*WAT TE DOEN:*
1) Geef het volledige lesschema over de gelijkenissen uit Mattheüs 13 ongewijzigd weer.
2) Wijs in de vermeldingen elke regel aan die de tekenreeks "eyeglasses" bevat, en schrijf die regels over. Hoofdletters en kleine letters tellen mee.

*TEKSTFRAGMENT:*
Nieuwe Testament 2023
20–26 maart. Mattheüs 13; Lukas 8; 13: ‘Wie oren heeft om te horen, laat hij horen’


‘20–26 maart. Mattheüs 13; Lukas 8; 13: “Wie oren heeft om te horen, laat hij horen”’, Kom dan en volg Mij – voor het jeugdwerk: Nieuwe Testament 2023 (2022)

‘20–26 maart. Mattheüs 13; Lukas 8; 13’, Kom dan en volg Mij – voor het jeugdwerk: 2023

Afbeelding
graan dat klaar is voor de oogst

20–26 maart

Mattheüs 13; Lukas 813

‘Wie oren heeft om te horen, laat hij horen’

Gelijkenissen zijn eenvoudige verhalen die de kinderen boeien. Aan de hand van dit lesschema en Kom dan en volg Mij – voor personen en gezinnen kunt u de kinderen belangrijke beginselen in de gelijkenissen van de Heiland bijbrengen.

Afbeelding
Meedoen (pictogram)

Meedoen stimuleren

Neem enkele voorwerpen mee naar de les die de kinderen aan de gelijkenissen in Mattheüs 13 doen denken (zoals een zaadje, parel, schatkist enzovoort). Vraag de kinderen wat ze nog over de gelijkenissen weten.

Afbeelding
Onderwijs (pictogram)

Kleine kinderen in de leer onderwijzen

Mattheüs 13:1–23

Ik wil de leringen van Jezus graag leren.

*DE INVOER:*

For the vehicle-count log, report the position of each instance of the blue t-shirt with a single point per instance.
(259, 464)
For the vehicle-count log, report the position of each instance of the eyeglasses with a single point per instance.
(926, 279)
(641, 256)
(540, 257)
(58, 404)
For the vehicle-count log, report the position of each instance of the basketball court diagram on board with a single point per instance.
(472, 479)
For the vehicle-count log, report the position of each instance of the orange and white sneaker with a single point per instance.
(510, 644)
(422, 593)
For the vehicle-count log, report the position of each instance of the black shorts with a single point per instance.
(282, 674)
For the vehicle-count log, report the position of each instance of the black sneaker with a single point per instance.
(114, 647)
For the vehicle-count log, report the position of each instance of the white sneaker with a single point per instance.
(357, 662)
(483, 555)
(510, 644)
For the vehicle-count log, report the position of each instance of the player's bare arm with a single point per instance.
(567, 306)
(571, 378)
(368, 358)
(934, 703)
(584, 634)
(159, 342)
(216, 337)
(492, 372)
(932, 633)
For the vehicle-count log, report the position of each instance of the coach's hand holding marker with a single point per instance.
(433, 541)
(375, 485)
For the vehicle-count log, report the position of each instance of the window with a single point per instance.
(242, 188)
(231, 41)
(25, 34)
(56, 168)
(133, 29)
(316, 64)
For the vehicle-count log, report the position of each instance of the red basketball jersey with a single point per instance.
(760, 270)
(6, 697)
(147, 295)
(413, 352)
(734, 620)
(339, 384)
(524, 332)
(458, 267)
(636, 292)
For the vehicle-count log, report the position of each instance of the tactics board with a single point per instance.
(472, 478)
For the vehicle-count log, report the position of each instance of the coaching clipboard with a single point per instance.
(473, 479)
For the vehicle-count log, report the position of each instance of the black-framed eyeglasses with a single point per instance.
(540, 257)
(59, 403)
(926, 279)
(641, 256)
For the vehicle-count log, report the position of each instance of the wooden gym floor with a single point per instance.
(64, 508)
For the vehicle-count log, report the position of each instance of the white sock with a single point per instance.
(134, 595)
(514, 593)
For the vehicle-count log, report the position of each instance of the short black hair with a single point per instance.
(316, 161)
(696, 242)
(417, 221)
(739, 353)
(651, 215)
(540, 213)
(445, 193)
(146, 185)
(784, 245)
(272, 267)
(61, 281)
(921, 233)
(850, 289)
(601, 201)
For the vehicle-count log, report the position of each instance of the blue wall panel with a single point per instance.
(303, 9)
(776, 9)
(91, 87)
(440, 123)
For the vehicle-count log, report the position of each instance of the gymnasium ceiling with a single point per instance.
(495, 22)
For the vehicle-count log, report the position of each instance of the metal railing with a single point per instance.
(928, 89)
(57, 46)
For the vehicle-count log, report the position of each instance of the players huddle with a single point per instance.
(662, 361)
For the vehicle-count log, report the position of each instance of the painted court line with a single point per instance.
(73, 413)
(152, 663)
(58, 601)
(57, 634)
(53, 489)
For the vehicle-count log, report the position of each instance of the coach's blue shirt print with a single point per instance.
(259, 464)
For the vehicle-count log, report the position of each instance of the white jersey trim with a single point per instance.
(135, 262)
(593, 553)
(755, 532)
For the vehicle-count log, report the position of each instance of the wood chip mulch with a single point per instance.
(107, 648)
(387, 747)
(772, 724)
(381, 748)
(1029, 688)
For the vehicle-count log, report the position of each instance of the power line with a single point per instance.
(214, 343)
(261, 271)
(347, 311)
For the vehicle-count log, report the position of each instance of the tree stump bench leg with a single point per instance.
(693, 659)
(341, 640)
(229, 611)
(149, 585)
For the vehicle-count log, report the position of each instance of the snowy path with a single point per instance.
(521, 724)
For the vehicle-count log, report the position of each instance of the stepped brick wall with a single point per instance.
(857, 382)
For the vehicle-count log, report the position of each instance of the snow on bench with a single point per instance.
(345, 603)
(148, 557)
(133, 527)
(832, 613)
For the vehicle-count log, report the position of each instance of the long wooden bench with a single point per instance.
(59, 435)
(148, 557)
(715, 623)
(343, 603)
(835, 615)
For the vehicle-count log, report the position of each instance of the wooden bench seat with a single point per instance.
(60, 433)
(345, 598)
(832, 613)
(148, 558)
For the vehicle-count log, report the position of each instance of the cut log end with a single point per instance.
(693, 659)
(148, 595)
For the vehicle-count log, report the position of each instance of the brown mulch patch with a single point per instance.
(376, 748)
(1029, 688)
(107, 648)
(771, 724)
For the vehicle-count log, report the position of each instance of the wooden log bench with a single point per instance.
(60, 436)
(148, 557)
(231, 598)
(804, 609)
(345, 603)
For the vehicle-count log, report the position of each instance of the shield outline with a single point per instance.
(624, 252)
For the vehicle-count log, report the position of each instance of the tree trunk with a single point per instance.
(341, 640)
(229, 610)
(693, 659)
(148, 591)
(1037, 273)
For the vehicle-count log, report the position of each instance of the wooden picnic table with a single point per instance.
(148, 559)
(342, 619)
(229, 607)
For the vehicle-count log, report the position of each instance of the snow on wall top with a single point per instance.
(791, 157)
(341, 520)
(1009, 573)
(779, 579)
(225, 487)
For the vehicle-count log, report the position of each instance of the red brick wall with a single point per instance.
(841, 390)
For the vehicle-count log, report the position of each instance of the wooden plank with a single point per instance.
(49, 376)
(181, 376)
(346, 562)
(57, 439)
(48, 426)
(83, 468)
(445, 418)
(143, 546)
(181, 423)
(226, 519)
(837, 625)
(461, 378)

*UITKOMSTEN OEFENING:*
1)
Nieuwe Testament 2023
20–26 maart. Mattheüs 13; Lukas 8; 13: ‘Wie oren heeft om te horen, laat hij horen’


‘20–26 maart. Mattheüs 13; Lukas 8; 13: “Wie oren heeft om te horen, laat hij horen”’, Kom dan en volg Mij – voor het jeugdwerk: Nieuwe Testament 2023 (2022)

‘20–26 maart. Mattheüs 13; Lukas 8; 13’, Kom dan en volg Mij – voor het jeugdwerk: 2023

Afbeelding
graan dat klaar is voor de oogst

20–26 maart

Mattheüs 13; Lukas 813

‘Wie oren heeft om te horen, laat hij horen’

Gelijkenissen zijn eenvoudige verhalen die de kinderen boeien. Aan de hand van dit lesschema en Kom dan en volg Mij – voor personen en gezinnen kunt u de kinderen belangrijke beginselen in de gelijkenissen van de Heiland bijbrengen.

Afbeelding
Meedoen (pictogram)

Meedoen stimuleren

Neem enkele voorwerpen mee naar de les die de kinderen aan de gelijkenissen in Mattheüs 13 doen denken (zoals een zaadje, parel, schatkist enzovoort). Vraag de kinderen wat ze nog over de gelijkenissen weten.

Afbeelding
Onderwijs (pictogram)

Kleine kinderen in de leer onderwijzen

Mattheüs 13:1–23

Ik wil de leringen van Jezus graag leren.

2)
For the vehicle-count log, report the position of each instance of the eyeglasses with a single point per instance.
For the vehicle-count log, report the position of each instance of the black-framed eyeglasses with a single point per instance.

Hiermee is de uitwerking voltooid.